**Given passage:**

The support of peer groups and clinicians is critical to the development of effective breastfeeding programs, according to recent University of Georgia research.
A qualitative study of 21 mothers in the Athens-Clarke County area determined that role models for successful breastfeeding help positively shape the outcomes of mothers of infants.
"Mothers who received that support are more likely to be successful at breastfeeding," said study co-author Alex Anderson, an associate professor in the College of Family and Consumer Sciences department of foods and nutrition. "Most of them attributed the support they received to the peer counselors, which goes to show that if we have community breastfeeding peer counselors, they can help a lot of mothers."
The motivation for the research, published in Journal of Neonatal Nursing, was to examine different forms of support that were helpful to breastfeeding mothers, said the study's lead author Rachel Powell, a research assistant in the College of Public Health.
"We wanted to identify barriers to recognize areas of improvement to ensure breastfeeding women are well supported," she said. "Breastfeeding has significant health benefits not just for the baby, but for the mother as well."
Studies have shown that infants who are breastfed are less likely to develop diarrheal diseases, ear infections and asthma, and that breastfeeding can protect the mother against breast, cervical and endometrial cancer.
Breastfeeding rates are low throughout the South, which could be due to the region's generally conservative views that might conflict with breastfeeding in public, Anderson said. The U.S. in general reports lower breastfeeding rates than other developed countries.

**What to work on:**
**A.** Recast the paragraph of the breastfeeding support article that begins "Breastfeeding rates are low throughout the South" as a short bulleted list that keeps its main facts.
**B.** Pick up the article on breastfeeding support after its final sentence and carry it forward with the next part.
The records play no part in any of the work here.

**Given information:**

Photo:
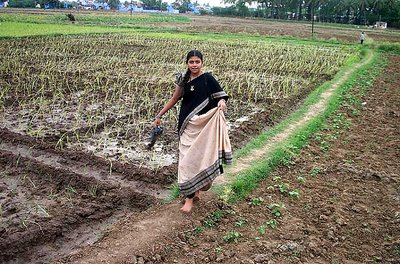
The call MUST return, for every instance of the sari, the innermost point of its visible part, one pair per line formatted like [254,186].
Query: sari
[204,144]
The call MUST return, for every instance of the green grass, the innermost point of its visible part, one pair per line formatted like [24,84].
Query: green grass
[247,181]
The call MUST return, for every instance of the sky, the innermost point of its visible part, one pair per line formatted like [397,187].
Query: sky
[202,2]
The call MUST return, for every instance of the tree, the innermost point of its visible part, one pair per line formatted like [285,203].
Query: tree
[113,4]
[22,3]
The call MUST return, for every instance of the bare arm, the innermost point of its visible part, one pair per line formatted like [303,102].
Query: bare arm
[171,102]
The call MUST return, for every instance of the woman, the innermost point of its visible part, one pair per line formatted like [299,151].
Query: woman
[203,139]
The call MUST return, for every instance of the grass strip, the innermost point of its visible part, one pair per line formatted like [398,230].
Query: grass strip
[248,180]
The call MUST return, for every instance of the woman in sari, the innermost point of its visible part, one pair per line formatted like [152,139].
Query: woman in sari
[203,139]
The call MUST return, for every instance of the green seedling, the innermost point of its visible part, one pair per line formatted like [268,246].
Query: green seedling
[276,209]
[272,223]
[261,229]
[315,171]
[301,179]
[294,194]
[93,191]
[277,178]
[213,219]
[233,236]
[283,188]
[70,189]
[218,249]
[240,222]
[256,201]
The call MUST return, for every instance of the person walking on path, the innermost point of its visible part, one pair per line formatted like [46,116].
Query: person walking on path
[204,143]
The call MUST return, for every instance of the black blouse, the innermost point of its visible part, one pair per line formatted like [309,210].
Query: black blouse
[199,96]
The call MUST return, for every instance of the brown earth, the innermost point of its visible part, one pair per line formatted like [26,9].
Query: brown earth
[347,210]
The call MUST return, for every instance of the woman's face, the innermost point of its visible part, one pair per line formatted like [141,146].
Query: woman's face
[195,64]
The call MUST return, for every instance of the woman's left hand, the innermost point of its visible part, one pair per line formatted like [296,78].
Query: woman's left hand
[222,105]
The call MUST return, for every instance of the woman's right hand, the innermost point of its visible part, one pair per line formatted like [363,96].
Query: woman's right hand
[157,122]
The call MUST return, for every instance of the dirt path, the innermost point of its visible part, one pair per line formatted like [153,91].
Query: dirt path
[140,235]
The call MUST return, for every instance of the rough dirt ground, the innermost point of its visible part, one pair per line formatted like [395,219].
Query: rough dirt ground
[347,211]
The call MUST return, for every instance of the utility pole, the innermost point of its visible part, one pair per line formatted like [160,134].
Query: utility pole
[312,18]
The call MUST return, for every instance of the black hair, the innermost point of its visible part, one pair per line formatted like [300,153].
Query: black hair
[190,54]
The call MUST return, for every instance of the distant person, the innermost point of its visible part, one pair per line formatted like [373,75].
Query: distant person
[362,37]
[204,144]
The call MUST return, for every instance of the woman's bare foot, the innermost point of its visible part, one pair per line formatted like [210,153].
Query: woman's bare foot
[206,188]
[187,207]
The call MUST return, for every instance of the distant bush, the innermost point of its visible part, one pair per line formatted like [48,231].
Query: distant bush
[390,47]
[21,3]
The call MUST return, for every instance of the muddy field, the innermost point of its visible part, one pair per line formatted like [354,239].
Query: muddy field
[348,204]
[55,200]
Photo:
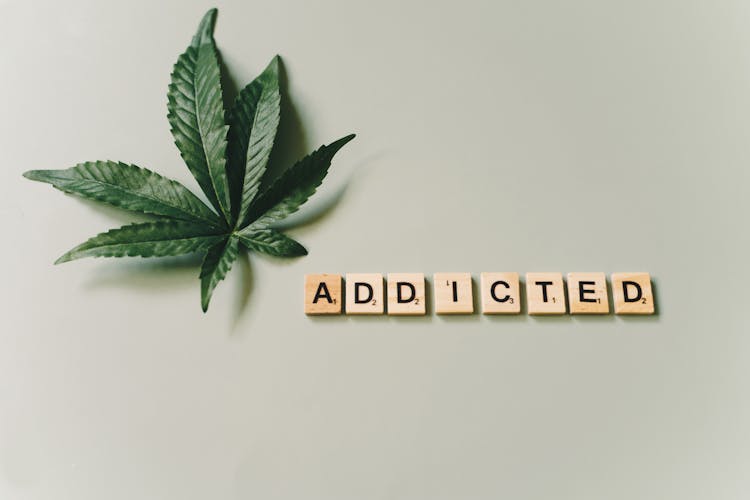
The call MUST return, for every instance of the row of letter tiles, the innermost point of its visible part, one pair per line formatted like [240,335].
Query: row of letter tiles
[500,293]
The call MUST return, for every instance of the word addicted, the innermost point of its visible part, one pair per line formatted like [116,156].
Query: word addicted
[404,294]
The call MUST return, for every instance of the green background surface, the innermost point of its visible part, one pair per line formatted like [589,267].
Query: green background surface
[492,136]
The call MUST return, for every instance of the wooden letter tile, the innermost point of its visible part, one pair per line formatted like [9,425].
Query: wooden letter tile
[453,293]
[545,293]
[406,294]
[364,294]
[500,293]
[632,293]
[587,293]
[323,294]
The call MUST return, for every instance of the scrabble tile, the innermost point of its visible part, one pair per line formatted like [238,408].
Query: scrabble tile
[587,293]
[323,294]
[500,293]
[364,294]
[406,294]
[545,293]
[632,293]
[454,293]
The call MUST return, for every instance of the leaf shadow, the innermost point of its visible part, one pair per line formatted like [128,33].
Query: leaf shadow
[155,275]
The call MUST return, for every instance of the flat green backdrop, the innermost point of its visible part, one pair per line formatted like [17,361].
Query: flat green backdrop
[492,136]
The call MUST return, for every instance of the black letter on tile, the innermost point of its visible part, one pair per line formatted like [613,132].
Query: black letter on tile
[639,292]
[492,291]
[357,299]
[544,285]
[582,291]
[399,298]
[322,293]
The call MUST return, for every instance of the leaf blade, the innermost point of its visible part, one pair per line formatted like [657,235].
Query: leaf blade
[253,125]
[129,187]
[148,239]
[196,115]
[217,263]
[294,187]
[271,242]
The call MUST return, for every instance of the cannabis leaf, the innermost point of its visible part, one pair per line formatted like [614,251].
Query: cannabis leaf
[227,154]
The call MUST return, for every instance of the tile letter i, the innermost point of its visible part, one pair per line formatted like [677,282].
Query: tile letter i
[453,293]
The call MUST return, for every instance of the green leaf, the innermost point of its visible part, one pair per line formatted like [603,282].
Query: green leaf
[196,114]
[294,187]
[150,239]
[129,187]
[216,265]
[271,242]
[253,123]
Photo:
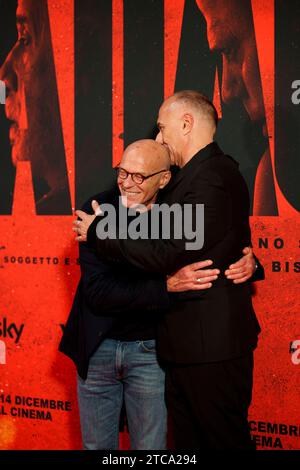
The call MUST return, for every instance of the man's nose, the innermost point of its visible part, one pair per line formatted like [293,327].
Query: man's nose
[159,138]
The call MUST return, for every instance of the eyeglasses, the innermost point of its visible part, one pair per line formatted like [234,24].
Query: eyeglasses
[136,177]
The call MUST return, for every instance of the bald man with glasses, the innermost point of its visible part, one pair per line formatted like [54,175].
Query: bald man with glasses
[110,334]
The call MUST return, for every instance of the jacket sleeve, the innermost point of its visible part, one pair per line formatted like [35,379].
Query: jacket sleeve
[108,292]
[167,255]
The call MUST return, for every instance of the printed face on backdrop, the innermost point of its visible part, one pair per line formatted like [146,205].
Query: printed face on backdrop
[232,35]
[31,103]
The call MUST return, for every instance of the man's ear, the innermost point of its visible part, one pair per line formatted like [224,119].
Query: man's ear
[188,123]
[165,179]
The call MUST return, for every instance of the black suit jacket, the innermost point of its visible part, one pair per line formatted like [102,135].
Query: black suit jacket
[104,292]
[219,323]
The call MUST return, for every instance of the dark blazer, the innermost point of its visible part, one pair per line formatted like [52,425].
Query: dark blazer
[104,292]
[218,323]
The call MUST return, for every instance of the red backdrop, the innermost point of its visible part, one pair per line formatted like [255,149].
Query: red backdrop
[38,254]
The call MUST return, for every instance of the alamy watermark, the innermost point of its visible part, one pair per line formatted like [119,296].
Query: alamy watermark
[163,221]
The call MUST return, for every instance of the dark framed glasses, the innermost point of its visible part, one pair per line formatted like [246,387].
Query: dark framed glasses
[138,178]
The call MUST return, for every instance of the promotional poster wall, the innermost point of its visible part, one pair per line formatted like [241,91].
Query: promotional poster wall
[81,79]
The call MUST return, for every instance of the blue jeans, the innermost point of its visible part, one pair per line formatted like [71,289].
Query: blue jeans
[123,371]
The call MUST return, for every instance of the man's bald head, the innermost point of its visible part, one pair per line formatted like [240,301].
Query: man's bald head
[187,123]
[148,161]
[192,100]
[154,155]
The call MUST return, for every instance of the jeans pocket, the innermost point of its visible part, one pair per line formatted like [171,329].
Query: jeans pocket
[148,345]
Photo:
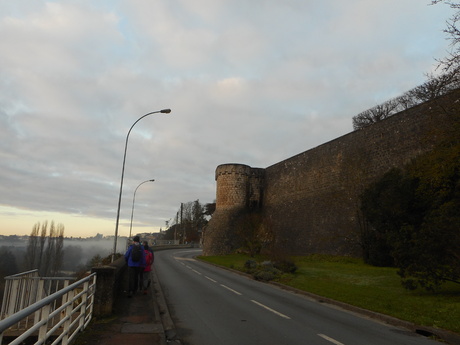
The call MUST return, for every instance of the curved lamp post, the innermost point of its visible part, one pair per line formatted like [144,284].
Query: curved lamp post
[132,210]
[164,111]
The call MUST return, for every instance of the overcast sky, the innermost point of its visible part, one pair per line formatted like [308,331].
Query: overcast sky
[251,82]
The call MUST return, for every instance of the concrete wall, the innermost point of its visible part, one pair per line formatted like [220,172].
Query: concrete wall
[311,201]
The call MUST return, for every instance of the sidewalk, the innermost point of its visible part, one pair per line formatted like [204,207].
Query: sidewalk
[141,320]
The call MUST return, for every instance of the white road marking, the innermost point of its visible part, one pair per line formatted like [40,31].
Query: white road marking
[331,339]
[230,289]
[270,309]
[178,258]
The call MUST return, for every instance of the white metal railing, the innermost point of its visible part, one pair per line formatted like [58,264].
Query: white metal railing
[61,314]
[24,289]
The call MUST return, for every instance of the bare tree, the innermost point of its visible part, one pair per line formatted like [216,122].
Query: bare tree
[45,253]
[32,246]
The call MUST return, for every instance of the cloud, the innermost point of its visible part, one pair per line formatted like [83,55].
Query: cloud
[247,82]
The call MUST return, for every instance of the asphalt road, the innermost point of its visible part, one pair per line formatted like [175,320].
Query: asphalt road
[210,305]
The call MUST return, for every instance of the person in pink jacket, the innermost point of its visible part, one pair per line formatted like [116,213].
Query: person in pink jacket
[149,258]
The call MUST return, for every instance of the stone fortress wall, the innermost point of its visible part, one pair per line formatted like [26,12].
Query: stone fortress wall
[311,200]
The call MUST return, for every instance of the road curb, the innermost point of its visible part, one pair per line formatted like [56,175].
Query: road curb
[169,328]
[443,335]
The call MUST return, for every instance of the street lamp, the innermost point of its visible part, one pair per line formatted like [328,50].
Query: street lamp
[132,210]
[164,111]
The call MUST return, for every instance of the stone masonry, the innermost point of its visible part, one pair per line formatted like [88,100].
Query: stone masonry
[311,201]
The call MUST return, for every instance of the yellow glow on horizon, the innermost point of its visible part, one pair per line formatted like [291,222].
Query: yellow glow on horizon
[15,221]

**Results by task:**
**A.**
- Breastfeeding rates are low throughout the South.
- Anderson said this could be due to the region's generally conservative views, which might conflict with breastfeeding in public.
- The U.S. in general reports lower breastfeeding rates than other developed countries.

**B.**
As part of the study, researchers conducted interviews with mothers of infants from the Athens community, including 12 from the Athens branch of Women, Infants and Children, or WIC, which serves low-income mothers, and nine from Full Bloom Pregnancy and Early Parenting Center, which tends to serve middle income, highly educated mothers, Anderson said.
Roughly 75 percent of the mothers who participated in the study reported negative or no support from their clinician or hospital staff regarding breastfeeding.
"It's surprising because as a clinician that should be the first step, to talk about breastfeeding with pregnant women and new mothers," Anderson said. "The support does take some time, and they don't have time. If you're going to talk to mothers about breastfeeding, it's going to take you at least 30 minutes to an hour to do it effectively."
Anderson said he hopes the study shines light on the critical role clinicians and lactation specialists play in teaching and encouraging breastfeeding.
"Clinicians should be targeted to educate them about breastfeeding support," he said. "I also think that to save the clinicians some time, (hospitals and communities should) run a peer counselor program and refer patients to such programs for support."